Find how many lines of the listing include the string "reed", and report only that figure.

**Given records**
* * *
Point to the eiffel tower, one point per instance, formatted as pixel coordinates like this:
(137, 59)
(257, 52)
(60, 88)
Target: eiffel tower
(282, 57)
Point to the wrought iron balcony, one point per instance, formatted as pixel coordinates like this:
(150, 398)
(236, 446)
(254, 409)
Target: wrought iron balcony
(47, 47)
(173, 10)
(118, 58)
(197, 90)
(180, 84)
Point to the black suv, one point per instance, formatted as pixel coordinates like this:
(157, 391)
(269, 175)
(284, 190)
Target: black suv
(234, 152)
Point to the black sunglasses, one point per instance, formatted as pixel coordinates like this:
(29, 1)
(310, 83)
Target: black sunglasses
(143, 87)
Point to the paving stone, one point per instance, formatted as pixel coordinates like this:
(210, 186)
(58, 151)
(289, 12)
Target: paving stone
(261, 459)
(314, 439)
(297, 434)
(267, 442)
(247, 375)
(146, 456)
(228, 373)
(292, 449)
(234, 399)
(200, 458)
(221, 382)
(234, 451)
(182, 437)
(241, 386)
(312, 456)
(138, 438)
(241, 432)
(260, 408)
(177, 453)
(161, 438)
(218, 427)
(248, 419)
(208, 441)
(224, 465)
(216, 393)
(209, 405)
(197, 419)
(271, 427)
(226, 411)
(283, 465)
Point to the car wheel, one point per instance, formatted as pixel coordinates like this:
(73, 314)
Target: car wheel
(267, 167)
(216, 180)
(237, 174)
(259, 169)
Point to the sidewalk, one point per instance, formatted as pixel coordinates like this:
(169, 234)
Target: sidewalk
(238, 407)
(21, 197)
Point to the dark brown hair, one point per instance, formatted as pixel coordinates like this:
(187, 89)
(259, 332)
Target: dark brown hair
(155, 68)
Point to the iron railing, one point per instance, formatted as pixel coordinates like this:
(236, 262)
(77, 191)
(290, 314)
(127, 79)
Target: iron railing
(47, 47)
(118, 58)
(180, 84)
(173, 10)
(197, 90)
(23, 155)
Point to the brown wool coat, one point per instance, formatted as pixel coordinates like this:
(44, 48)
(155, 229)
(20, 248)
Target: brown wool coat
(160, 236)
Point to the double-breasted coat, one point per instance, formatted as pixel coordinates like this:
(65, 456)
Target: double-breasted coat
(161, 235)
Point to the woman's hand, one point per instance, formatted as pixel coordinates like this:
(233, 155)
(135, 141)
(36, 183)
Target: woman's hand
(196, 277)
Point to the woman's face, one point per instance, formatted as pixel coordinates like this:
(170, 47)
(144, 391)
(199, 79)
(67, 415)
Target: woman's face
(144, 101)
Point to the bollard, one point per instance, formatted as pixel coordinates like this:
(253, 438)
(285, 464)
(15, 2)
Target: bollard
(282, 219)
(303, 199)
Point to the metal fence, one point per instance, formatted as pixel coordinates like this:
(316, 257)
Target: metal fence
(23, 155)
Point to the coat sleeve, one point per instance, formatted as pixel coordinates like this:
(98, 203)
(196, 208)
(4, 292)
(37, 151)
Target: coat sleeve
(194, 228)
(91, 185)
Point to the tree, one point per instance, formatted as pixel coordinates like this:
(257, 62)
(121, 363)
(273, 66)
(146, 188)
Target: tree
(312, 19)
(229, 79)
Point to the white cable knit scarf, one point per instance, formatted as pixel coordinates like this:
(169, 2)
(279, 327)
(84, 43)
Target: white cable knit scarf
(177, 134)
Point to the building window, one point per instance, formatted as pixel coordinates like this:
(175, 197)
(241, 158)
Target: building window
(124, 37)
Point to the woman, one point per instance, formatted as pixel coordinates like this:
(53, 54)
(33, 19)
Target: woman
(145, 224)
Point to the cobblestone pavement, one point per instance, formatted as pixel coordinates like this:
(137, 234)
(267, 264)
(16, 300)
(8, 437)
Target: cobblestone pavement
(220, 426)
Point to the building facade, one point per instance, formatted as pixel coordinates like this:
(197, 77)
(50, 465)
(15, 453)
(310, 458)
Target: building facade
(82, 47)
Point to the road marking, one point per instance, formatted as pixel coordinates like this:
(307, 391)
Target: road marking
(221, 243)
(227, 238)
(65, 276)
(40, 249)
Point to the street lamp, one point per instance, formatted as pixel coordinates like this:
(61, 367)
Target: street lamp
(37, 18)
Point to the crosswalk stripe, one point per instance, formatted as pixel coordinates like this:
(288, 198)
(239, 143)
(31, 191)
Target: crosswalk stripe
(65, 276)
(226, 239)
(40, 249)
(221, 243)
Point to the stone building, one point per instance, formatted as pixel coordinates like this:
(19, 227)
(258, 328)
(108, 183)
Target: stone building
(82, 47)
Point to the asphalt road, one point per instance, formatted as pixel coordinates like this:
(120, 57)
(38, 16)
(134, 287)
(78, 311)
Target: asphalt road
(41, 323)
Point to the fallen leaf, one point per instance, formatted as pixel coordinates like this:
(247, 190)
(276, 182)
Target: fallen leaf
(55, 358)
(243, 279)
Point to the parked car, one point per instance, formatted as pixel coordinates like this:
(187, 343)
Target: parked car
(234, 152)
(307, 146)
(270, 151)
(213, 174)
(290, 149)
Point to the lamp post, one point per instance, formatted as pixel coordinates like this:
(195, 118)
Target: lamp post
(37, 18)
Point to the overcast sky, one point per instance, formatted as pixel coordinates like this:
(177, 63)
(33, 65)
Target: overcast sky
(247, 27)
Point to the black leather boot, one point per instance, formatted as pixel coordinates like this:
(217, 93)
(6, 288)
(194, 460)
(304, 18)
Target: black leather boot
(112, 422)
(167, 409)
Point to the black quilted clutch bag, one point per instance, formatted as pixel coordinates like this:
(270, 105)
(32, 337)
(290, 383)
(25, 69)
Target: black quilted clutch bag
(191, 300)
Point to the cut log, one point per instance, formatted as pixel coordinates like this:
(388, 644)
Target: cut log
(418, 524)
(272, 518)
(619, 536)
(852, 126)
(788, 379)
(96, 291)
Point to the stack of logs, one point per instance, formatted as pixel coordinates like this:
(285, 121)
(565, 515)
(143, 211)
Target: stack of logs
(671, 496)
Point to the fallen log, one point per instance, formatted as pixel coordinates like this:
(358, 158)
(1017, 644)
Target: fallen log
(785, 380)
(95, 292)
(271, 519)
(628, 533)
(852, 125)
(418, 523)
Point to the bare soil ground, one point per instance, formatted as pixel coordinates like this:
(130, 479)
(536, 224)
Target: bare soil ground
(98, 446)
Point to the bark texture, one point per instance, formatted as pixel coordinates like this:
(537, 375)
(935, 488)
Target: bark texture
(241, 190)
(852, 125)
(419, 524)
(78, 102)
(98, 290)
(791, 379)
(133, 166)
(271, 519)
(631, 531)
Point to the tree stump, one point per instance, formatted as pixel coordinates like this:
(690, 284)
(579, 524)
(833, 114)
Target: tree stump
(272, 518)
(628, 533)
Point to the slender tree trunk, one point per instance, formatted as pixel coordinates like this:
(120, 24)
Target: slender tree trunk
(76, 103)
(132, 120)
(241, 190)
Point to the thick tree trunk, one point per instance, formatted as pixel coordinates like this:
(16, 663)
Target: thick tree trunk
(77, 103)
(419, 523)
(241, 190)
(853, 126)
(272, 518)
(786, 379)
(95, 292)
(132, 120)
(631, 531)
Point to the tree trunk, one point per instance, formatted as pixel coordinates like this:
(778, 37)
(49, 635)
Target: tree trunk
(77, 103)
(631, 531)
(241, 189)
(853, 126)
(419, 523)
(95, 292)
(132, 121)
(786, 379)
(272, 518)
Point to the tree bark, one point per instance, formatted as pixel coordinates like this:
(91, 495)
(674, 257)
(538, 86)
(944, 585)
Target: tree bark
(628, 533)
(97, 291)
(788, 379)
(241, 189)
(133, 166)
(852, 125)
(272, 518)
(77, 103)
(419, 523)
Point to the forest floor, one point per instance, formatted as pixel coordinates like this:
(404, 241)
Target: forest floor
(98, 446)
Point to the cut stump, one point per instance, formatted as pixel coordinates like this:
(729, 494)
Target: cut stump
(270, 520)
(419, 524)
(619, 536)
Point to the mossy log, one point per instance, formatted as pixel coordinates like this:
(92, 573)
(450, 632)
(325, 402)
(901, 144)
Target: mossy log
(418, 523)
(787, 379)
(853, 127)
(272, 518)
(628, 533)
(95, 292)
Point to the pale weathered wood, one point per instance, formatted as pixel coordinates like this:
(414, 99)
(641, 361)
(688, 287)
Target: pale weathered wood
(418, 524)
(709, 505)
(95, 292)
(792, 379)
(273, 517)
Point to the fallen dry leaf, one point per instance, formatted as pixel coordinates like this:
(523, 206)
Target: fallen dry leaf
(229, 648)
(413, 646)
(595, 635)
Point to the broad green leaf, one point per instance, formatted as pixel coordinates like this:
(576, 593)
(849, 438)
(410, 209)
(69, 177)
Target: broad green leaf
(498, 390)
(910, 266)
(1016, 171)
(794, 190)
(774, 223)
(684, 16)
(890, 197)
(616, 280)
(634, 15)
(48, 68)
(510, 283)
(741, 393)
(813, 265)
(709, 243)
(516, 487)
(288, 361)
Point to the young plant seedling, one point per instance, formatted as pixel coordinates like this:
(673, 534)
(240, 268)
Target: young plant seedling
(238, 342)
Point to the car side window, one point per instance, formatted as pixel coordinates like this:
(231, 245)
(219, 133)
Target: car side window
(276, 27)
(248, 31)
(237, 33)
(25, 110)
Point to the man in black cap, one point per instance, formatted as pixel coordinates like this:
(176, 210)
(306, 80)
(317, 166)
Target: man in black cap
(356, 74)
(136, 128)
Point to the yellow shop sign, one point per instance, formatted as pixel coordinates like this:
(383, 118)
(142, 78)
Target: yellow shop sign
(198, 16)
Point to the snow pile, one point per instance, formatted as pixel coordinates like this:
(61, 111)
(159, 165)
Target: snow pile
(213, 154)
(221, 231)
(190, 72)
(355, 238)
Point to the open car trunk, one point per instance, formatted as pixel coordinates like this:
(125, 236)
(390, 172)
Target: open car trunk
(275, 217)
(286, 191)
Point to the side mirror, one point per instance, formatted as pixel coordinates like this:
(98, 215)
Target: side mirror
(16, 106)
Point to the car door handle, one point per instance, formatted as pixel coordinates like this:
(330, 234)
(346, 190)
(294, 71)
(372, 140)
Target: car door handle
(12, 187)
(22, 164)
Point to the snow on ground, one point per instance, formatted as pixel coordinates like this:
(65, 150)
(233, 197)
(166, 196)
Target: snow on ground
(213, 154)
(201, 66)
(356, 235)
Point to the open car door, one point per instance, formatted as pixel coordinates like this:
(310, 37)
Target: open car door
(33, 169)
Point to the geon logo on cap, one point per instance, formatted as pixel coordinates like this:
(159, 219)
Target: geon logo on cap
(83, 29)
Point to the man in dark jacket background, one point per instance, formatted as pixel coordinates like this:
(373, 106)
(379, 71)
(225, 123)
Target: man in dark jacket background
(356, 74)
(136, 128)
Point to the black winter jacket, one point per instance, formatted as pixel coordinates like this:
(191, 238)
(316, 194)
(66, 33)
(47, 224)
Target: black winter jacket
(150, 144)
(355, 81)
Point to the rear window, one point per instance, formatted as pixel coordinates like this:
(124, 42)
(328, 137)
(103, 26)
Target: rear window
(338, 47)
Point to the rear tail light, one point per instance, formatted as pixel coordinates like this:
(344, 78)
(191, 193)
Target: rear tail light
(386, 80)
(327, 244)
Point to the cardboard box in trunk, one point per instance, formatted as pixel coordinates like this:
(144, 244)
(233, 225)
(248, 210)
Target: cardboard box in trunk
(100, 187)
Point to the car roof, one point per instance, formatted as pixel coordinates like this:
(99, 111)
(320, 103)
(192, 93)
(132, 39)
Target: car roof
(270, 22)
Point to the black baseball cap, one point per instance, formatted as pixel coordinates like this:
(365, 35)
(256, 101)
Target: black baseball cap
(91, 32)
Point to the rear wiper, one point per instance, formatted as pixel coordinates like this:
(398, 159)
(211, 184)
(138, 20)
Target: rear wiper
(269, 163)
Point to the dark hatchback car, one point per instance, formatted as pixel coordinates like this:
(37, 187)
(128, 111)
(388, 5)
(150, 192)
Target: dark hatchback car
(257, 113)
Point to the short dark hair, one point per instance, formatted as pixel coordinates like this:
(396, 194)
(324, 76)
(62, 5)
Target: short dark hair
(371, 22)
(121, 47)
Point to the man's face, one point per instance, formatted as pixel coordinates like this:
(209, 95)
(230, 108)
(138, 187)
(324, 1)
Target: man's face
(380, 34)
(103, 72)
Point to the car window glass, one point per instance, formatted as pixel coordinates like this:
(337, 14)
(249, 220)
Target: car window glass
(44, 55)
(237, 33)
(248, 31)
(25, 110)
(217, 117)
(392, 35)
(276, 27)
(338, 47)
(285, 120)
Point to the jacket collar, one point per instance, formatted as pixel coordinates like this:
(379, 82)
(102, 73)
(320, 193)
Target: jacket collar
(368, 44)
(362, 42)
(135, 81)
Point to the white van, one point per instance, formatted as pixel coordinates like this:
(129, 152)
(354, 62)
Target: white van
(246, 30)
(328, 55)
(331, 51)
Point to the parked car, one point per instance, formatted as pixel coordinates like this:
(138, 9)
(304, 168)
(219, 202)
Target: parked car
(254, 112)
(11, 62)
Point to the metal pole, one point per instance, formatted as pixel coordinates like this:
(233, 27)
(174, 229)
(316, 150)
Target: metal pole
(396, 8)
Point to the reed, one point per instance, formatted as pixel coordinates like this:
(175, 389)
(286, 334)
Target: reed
* * *
**Task result**
2